**EXERCISE AIM:** Rewrite all of the material below, replacing "Note to the class" with "Instruction" everywhere it appears and leaving every other line unchanged. Leave the pictures out of your answer.

────

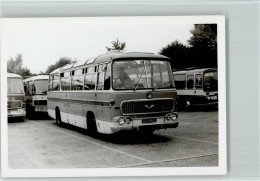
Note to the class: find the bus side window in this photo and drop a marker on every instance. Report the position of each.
(56, 82)
(90, 79)
(198, 81)
(100, 77)
(50, 82)
(107, 71)
(180, 81)
(190, 82)
(65, 81)
(77, 80)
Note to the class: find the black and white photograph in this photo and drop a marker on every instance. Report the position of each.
(113, 96)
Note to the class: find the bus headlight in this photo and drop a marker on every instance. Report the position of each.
(121, 121)
(128, 120)
(171, 116)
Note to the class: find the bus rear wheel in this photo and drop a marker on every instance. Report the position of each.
(58, 118)
(91, 124)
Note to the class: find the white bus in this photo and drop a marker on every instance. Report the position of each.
(114, 92)
(198, 86)
(36, 95)
(15, 95)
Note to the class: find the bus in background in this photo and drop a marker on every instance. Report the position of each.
(15, 95)
(36, 95)
(114, 92)
(197, 87)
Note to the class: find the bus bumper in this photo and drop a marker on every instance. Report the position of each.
(16, 113)
(138, 125)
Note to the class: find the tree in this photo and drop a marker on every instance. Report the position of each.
(204, 36)
(204, 45)
(61, 62)
(177, 52)
(117, 45)
(15, 65)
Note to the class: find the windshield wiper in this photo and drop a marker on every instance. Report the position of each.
(138, 80)
(159, 86)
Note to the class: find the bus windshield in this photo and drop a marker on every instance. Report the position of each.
(210, 81)
(141, 74)
(41, 86)
(15, 86)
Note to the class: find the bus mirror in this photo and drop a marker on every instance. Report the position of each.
(105, 68)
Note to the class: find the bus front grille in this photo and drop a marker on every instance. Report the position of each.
(147, 106)
(40, 102)
(14, 104)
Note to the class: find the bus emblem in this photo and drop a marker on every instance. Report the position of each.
(149, 95)
(148, 106)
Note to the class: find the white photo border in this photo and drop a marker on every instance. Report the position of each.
(221, 169)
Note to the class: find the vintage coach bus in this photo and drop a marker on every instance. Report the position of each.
(15, 94)
(36, 94)
(197, 86)
(114, 92)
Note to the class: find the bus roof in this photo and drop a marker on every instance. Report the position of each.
(37, 77)
(13, 75)
(109, 56)
(192, 71)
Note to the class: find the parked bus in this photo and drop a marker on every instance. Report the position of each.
(114, 92)
(36, 94)
(197, 86)
(15, 95)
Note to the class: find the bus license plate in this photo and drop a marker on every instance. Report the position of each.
(151, 120)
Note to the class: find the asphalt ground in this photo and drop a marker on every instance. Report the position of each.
(40, 143)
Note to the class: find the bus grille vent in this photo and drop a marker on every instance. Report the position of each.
(40, 102)
(14, 104)
(147, 106)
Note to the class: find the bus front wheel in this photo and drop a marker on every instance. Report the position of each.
(91, 124)
(58, 118)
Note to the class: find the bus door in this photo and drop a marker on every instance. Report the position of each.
(88, 100)
(190, 84)
(64, 95)
(103, 96)
(75, 108)
(198, 84)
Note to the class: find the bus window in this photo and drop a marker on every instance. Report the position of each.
(77, 80)
(107, 77)
(198, 80)
(210, 81)
(91, 69)
(65, 81)
(56, 82)
(190, 82)
(100, 81)
(50, 82)
(180, 81)
(90, 79)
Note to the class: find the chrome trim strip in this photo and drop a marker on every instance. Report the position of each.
(141, 100)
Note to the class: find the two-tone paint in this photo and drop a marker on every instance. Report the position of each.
(15, 96)
(36, 94)
(75, 107)
(196, 95)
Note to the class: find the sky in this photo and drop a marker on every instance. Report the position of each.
(43, 41)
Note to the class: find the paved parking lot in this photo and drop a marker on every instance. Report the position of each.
(42, 144)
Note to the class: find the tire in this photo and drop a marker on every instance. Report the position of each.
(28, 111)
(58, 119)
(91, 124)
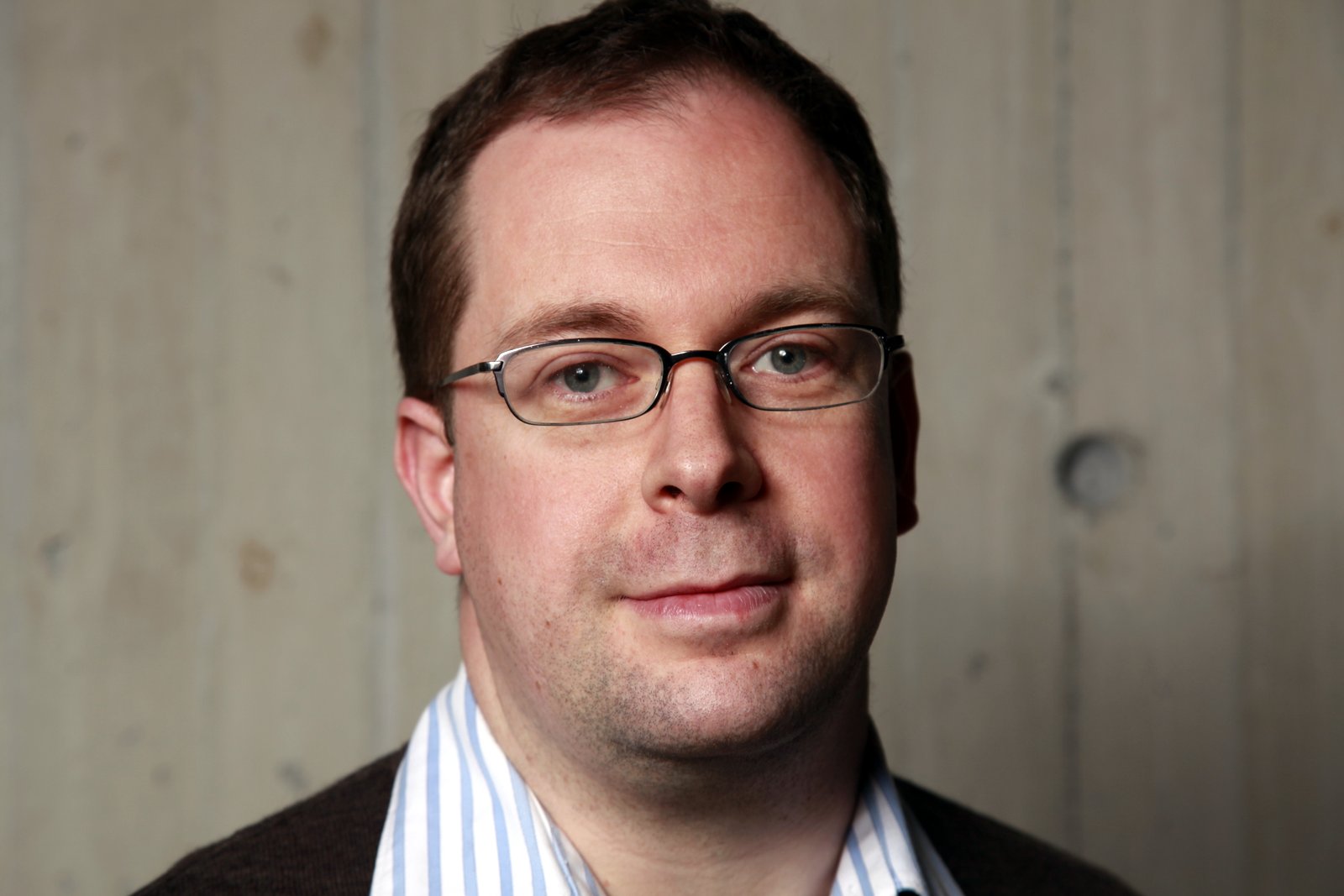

────

**EXERCISE RESULT:**
Instruction: find the bus side window in this photo and drop a marker on every instance. Report the position of each.
(56, 82)
(90, 79)
(198, 81)
(100, 77)
(50, 82)
(107, 71)
(180, 81)
(190, 82)
(65, 81)
(77, 80)
Instruction: find the black and white photograph in this photo and drop a marker on every instance. Report the position of each.
(113, 96)
Instruction: find the bus headlight in this photo and drop a marker on every instance. Report the position of each.
(121, 121)
(128, 120)
(171, 116)
Instruction: find the bus rear wheel in this photo and drop a marker on every instance. Report the position of each.
(58, 118)
(91, 124)
Instruction: find the white bus in this photo and drop a marker on every instance. Report the position of each.
(114, 92)
(198, 86)
(36, 95)
(15, 95)
Instruction: find the bus in background in this photo and drop a marker on every instance. Report the position of each.
(15, 95)
(36, 95)
(114, 92)
(197, 87)
Instruction: find the bus bumper in this photo and drop a marker on every instance. Report the position of each.
(16, 113)
(138, 125)
Instruction: find the tree in this photo and drop a marker on every instance. Report the position of each.
(204, 36)
(204, 45)
(61, 62)
(177, 52)
(117, 45)
(15, 65)
Instruction: find the windshield wiper in this photo and drop a marker on every instance. Report the position of each.
(138, 80)
(159, 86)
Instruction: find the bus windshield in this photo and drop a marker on every instance. Report the position of each.
(210, 81)
(141, 74)
(41, 86)
(15, 86)
Instruction: find the bus mirror in this photo and drop a marker on every instance. Report the position of each.
(105, 68)
Instruction: find the bus front grille in this photo and drop a marker on every instance. Report the position of each.
(147, 106)
(40, 102)
(14, 104)
Instruction: find the bus emblem in this photo and drop a marker on every instance. Report the position of each.
(149, 95)
(148, 106)
Instruction: find the white photo border in this photo and drop a marker on every instance. Report the position of each.
(221, 169)
Instruction: find the vintage coach bus in this photo and drop a marker on every instance. Report the position of each.
(15, 94)
(36, 94)
(197, 86)
(114, 92)
Instruction: find the bus roof in this photo and drop a marker on every instance. Report the position of each.
(37, 77)
(13, 75)
(109, 56)
(192, 71)
Instruction: find the parked bus in this photo and drop a marker on every instance. Report the position of each.
(114, 92)
(36, 94)
(197, 86)
(15, 95)
Instruction: find the bus license plate in this photo and drop a marker on every instance. Report the position of each.
(151, 120)
Instruction: find the asphalt ground in this photo and drop a marker on every instance. Report the position of each.
(40, 143)
Instruction: find the bus grille vent in this photo and drop a marker on every instance. Report the position of each.
(40, 102)
(14, 104)
(147, 106)
Instruction: find the bus front wheel in this photo and drop a marker on every instance. Report the position of each.
(91, 124)
(58, 118)
Instruction: find the bus door in this photo and drop a marker on every instance. Report the position of each.
(88, 100)
(190, 84)
(64, 95)
(103, 96)
(75, 108)
(198, 84)
Instruction: find the bus window in this photo and drop a marker on every instance. Report the position of each.
(77, 80)
(107, 77)
(198, 80)
(210, 81)
(91, 69)
(65, 81)
(56, 82)
(190, 82)
(100, 81)
(50, 82)
(180, 81)
(90, 79)
Instruction: find the chrome trim strip in this photo and drop a marker on every instance. Report the position of each.
(141, 100)
Instruction: find the two-tone paint in this photo and drop a marker on every instance. Report the position of each.
(15, 96)
(36, 94)
(75, 107)
(196, 95)
Instruction: find the sky in this photo and drop a marker on every instance. Report the position of each.
(43, 41)
Instruction: find the paved parking lot in this photo and drop a marker on every instance. Report the position of each.
(42, 144)
Instruction: find the tire in this photo and drop a marker on every instance. Report the position of each.
(28, 111)
(58, 119)
(91, 124)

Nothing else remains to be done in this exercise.